━━━ Source text
Saturday, February 28, 2009

Unions try to heal wounds of bitter split

Nearly four years after a nasty breakup split organized labor, union leaders are again talking about reuniting under a single, more powerful federation, possibly this year.

Leaders from 12 of the nation's largest unions, along with rival federations AFL-CIO and Change to Win, have held three meetings since January aimed at setting aside differences and taking advantage of the most favorable political climate for unions in 15 years.

"We've had very positive discussions and we've reached some significant agreements," said David Bonior, the former Michigan congressman who is brokering the discussions.

But Bonior stressed that significant hurdles remain as leaders work out how a unified labor federation would be structured and what its goals would be.

Seven unions, led by the Service Employees International Union, bolted from the AFL-CIO in 2005. They complained the federation focused too much on political campaigns and not enough on recruiting new members. The break reflected frustration with steadily declining union membership, from a peak of 35 percent of the work force in the 1950s to about 12 percent today. Full Story.....

Thursday, February 26, 2009

Teamsters Furious Over Support of Scab Supporting KeyBank

The Teamsters released a scathing press release today about Cleveland based KeyBank highlighting the fact they are giving loans to Oak Harbor Freight Lines who are in the midst of long strike with their membership.

The union stated that Key has violated federal labor laws and international labor standards and are taking out advertisements on RTA buses to get the situation in the public eye. The message on the buses will read "KeyBank: Takes Our Money; Wastes Our Taxes; Hurts our Kids".

"KeyBank is receiving $2.5 billion in TARP funds from taxpayers," said Al Hobart, Teamsters International Vice President and President of Joint Council 28. "KeyBank was given this money under the condition that it act in the public interest. But its practices of predatory lending to students, lobbying and tax evasion, along with the financing of Oak Harbor Freight Lines, have had severely negative effects on American workers and their families."

The Teamsters have also which showcases their dissatisfaction with the bank.
━━━━━━
━━━ Supplied records
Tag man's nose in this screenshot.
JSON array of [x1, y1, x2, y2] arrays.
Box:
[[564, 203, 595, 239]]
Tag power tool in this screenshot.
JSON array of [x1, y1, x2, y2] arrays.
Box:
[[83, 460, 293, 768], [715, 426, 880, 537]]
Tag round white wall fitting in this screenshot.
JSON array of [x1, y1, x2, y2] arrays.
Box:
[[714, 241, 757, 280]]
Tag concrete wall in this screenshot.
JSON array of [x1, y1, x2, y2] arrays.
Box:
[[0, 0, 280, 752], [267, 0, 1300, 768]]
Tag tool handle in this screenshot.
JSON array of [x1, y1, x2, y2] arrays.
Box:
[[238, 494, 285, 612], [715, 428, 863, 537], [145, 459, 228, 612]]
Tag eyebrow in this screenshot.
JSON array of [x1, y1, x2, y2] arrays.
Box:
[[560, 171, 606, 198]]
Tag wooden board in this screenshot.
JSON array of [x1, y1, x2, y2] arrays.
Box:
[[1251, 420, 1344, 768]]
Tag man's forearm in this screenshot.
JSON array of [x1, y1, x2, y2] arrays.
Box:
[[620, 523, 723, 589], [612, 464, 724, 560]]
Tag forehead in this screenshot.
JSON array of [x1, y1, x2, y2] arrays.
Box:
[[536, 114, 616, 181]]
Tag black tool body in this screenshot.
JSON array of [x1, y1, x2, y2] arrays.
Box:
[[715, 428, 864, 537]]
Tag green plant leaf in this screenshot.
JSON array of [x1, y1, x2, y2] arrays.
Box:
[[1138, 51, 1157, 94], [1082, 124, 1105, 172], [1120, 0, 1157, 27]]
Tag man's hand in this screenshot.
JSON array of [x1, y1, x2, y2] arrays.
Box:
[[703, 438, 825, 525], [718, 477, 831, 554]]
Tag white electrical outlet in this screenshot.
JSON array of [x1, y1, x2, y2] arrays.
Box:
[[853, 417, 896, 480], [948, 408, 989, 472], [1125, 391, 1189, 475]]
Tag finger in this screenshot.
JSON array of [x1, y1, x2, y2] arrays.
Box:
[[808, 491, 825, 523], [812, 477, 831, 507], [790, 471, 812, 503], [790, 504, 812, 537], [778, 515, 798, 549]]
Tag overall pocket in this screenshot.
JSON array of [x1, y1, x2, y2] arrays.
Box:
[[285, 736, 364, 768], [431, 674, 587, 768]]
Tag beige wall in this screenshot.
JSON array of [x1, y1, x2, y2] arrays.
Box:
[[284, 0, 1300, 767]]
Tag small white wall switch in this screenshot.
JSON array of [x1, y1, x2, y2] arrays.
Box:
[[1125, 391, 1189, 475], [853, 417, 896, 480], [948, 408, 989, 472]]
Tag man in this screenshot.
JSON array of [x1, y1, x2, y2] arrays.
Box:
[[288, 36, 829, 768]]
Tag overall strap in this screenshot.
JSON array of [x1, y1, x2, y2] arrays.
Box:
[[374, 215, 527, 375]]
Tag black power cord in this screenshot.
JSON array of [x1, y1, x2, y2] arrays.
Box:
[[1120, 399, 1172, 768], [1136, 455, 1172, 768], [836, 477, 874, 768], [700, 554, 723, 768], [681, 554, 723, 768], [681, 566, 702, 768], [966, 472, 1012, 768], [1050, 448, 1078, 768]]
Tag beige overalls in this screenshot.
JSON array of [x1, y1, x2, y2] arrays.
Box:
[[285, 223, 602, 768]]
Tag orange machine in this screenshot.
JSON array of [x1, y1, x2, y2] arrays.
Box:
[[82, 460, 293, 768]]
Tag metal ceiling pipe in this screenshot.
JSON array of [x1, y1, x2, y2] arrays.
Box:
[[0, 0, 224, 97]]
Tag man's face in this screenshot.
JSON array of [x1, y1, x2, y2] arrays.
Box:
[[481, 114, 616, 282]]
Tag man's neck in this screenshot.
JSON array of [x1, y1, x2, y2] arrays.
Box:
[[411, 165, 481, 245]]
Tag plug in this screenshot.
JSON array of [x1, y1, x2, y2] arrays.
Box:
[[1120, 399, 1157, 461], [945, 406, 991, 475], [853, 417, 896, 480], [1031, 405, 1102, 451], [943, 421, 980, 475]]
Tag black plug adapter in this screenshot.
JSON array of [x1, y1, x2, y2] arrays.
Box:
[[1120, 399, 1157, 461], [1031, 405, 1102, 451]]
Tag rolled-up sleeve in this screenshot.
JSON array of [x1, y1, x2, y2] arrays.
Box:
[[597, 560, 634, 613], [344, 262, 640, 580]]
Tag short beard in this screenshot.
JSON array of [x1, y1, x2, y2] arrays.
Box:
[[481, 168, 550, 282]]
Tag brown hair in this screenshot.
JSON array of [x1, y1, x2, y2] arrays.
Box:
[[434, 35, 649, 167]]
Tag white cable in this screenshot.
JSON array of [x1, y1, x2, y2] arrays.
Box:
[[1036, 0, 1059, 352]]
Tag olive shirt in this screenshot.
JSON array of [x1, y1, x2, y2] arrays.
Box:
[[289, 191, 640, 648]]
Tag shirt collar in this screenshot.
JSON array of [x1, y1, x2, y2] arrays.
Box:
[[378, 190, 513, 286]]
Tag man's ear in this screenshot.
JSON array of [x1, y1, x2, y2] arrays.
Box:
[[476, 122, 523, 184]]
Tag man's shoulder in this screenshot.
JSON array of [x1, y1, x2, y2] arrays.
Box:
━━━━━━
Short problem 1 ::
Carry over the records from the line with "Tag overall strap in this screenshot." to the line with "[[374, 215, 527, 375]]", requests included, adding 35 to every box coordinate in the answers.
Short problem 2 ::
Extend the labor union news text with the next part, picking up where it stops.

Result 1 ::
Tag overall strap in this screenshot.
JSON array of [x1, y1, x2, y2] arrays.
Box:
[[409, 250, 562, 410]]

Result 2 ::
Tuesday, February 24, 2009

Senate confirms Solis as labor secretary

California Rep. Hilda Solis won confirmation Tuesday as President Barack Obama's labor secretary, giving the agency a decidedly pro-worker tilt after years of business-friendly leadership under the Bush administration.

The 80-17 vote ended more than a month of delays prompted by GOP concerns over Democrat Solis' work for a pro-union organization, and later, revelations about her husband's unpaid taxes.

But Democrats said Solis had put to rest any questions and called her a powerful advocate for working families.

"For the last eight years working families have felt like an afterthought of the previous administration," Sen. Patty Murray, D-Wash., said on the Senate floor. "Workers today need an advocate in the new administration who's going to stand up for them."

A final vote came only after Democrats won assurances earlier in the day that Republicans would not filibuster the nomination.

Solis, 51, was to be sworn in at a private ceremony later Tuesday night and was set to begin work Wednesday. She will manage an agency with an annual budget of about $53 billion and nearly 17,000 employees.

Her background as a fierce advocate for organized labor makes her a favorite of union leaders eager to wield more clout after years on the sidelines. She is the daughter of immigrants — her father was a Teamsters shop steward in Mexico while her mother, a native of Nicaragua, worked on an assembly line and was a union member.

Solis has pledged to increase oversight of wage-and-hour laws, worker health and safety regulations and rules covering overtime pay and pay discrimination.

"For Secretary Solis, this is not just another job, but the culmination of a lifetime of action serving as a voice for people who work," said Andy Stern, president of the Service Employees International Union.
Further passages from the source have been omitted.